1. FINANCIAL RESULTS
The Companys financial performance for the year under review along with previous year figures is given hereunder: (Amount in Lakh)
|Revenue from Operations||1008.29||1134.02|
|Profit before Depreciation and Taxation||24.48||44.84|
|Provision for Taxation :||5.00||2.63|
|(i) Current Income Tax||1.85||0.51|
|(ii) Deferred Tax|
|Profit after Income Tax||8.20||37.53|
2. FINANCIAL REVIEW:
Your Company total income for the year 2017-2018 is Rs.1008.29/- Lakh compared to last years income of Rs.1134.02/- Lakh. The profit before tax (after depreciation) during the year under review was Rs.15.05/- Lakh as compared to previous years figure of Rs.40.67/-Lakh. Your Company has earned the net profit of Rs.8.20/- Lakh against the net profit of Rs.37.53/- Lakh during the previous year. Your Company expects to achieve better performance during the current year.
3. DIVIDEND AND RESERVES:
Your directors recommend the payment of dividend of Re. 0.05 per equity share of face value of Rs.10 each for the year ended 31st March, 2018. Further the Company has not transferred any amount to reserves during the year.
4. BONUS ISSUE:
Your director s recommends the issue of Bonus Shares in the ratio of One equity shares of Rs.10/-each for every two existing equity shares of Rs.10/- each of the Company held by the Members on a date to be fixed by the Board, by capitalising a part of Free Reserves upto Rs.3,50,00,000/- The proposed issue of bonus shares is subject to the consent of shareholders at the forthcoming AGM. The bonus shares shall rank pari passu in all respects with the existing fully paid up equity shares of the Company, including any dividend that may be declared for the financial year in which the bonus shares are allotted. The dividend declared for the year ended 31st March, 2018 shall not be applicable on the Bonus Shares.

:::::

(Stated goal 1)
Report how many lines in the entries contain the string "dirty", with case counting. Give only the number.
The financial report and the entries that follow it have no connection to each other.

:::::

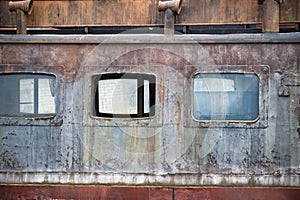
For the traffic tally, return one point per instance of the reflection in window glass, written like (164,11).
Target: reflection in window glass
(118,96)
(27,95)
(46,101)
(124,95)
(226,97)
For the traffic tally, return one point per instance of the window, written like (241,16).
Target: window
(231,97)
(27,95)
(124,95)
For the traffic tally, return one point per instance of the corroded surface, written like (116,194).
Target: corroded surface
(151,193)
(170,148)
(129,12)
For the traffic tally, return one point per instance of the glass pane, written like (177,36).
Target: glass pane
(146,96)
(226,96)
(27,96)
(46,103)
(118,96)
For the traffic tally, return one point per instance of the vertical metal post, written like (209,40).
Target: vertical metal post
(21,22)
(169,22)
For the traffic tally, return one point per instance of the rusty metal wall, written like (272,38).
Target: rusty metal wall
(170,148)
(142,12)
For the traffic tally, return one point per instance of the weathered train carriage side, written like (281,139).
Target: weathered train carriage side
(172,147)
(72,143)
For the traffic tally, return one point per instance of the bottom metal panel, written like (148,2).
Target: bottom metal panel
(143,192)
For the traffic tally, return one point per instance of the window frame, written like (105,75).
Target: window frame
(226,120)
(140,77)
(55,119)
(262,72)
(35,77)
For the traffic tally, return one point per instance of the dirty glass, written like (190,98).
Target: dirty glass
(124,95)
(27,95)
(233,97)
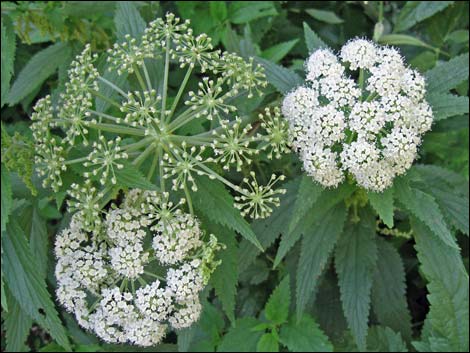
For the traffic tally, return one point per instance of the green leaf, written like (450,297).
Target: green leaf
(128,20)
(447,75)
(312,40)
(403,39)
(225,277)
(247,11)
(7,199)
(241,337)
(268,343)
(277,52)
(42,65)
(416,11)
(383,339)
(425,208)
(355,262)
(24,282)
(277,307)
(317,244)
(389,290)
(445,105)
(324,16)
(383,204)
(447,320)
(216,203)
(131,177)
(285,80)
(8,56)
(304,335)
(17,327)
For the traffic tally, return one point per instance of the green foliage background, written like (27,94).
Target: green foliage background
(397,280)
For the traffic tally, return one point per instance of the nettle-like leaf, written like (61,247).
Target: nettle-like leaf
(355,263)
(317,245)
(216,203)
(304,335)
(389,290)
(277,307)
(21,273)
(446,325)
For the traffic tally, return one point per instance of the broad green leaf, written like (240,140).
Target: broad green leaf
(312,40)
(403,39)
(241,337)
(216,203)
(448,291)
(247,11)
(24,282)
(277,52)
(383,339)
(285,80)
(267,230)
(324,16)
(445,105)
(355,263)
(225,277)
(317,244)
(277,307)
(8,56)
(42,65)
(7,198)
(304,335)
(389,290)
(382,203)
(425,208)
(416,11)
(447,75)
(128,20)
(268,343)
(17,327)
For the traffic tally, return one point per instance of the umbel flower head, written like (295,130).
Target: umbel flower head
(370,127)
(134,117)
(138,273)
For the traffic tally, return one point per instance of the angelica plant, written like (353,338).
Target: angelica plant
(369,128)
(147,129)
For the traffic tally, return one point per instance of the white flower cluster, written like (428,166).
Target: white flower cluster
(369,128)
(137,273)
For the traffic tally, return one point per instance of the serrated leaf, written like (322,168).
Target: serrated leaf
(26,285)
(241,337)
(355,262)
(42,65)
(312,40)
(445,105)
(383,339)
(389,290)
(448,287)
(17,326)
(383,204)
(277,307)
(225,277)
(416,11)
(7,199)
(8,48)
(268,343)
(128,20)
(317,245)
(304,335)
(324,16)
(277,52)
(216,203)
(285,80)
(447,75)
(425,208)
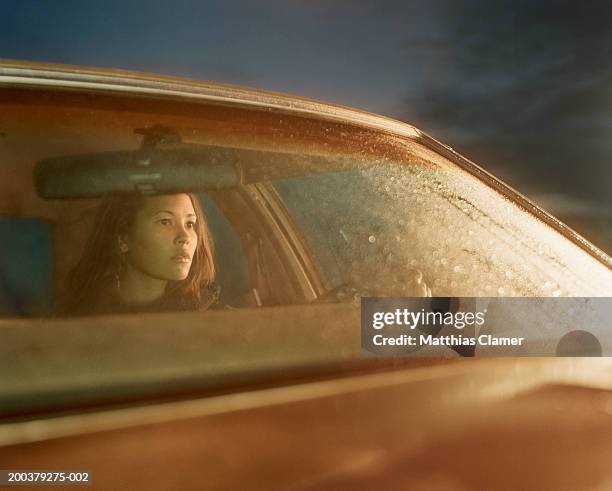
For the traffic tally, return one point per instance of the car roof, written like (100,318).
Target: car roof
(14,73)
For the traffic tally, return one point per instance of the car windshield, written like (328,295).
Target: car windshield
(312,207)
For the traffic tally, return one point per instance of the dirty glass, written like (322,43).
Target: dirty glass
(376,226)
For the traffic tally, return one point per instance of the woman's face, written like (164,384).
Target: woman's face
(162,240)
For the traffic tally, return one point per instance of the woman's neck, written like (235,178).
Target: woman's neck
(138,287)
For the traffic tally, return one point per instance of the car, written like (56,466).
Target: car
(312,207)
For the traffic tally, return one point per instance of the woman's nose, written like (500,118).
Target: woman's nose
(182,237)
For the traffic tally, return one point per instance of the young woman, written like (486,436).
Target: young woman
(145,254)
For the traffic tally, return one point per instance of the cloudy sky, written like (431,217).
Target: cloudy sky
(523,88)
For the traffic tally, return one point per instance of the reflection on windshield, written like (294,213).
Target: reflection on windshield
(368,227)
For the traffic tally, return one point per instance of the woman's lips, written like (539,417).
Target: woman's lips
(181,259)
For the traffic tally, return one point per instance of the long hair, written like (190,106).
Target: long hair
(98,269)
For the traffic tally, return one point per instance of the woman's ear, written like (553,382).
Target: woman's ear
(123,247)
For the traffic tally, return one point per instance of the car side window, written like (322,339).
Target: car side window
(230,259)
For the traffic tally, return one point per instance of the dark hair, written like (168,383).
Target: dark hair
(97,271)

:::::

(Stated goal 2)
Quote the financial report between "1. FINANCIAL RESULTS" and "the current year.", inclusive.

(Exercise answer 1)
4

(Exercise answer 2)
1. FINANCIAL RESULTS
The Companys financial performance for the year under review along with previous year figures is given hereunder: (Amount in Lakh)
|Revenue from Operations||1008.29||1134.02|
|Profit before Depreciation and Taxation||24.48||44.84|
|Provision for Taxation :||5.00||2.63|
|(i) Current Income Tax||1.85||0.51|
|(ii) Deferred Tax|
|Profit after Income Tax||8.20||37.53|
2. FINANCIAL REVIEW:
Your Company total income for the year 2017-2018 is Rs.1008.29/- Lakh compared to last years income of Rs.1134.02/- Lakh. The profit before tax (after depreciation) during the year under review was Rs.15.05/- Lakh as compared to previous years figure of Rs.40.67/-Lakh. Your Company has earned the net profit of Rs.8.20/- Lakh against the net profit of Rs.37.53/- Lakh during the previous year. Your Company expects to achieve better performance during the current year.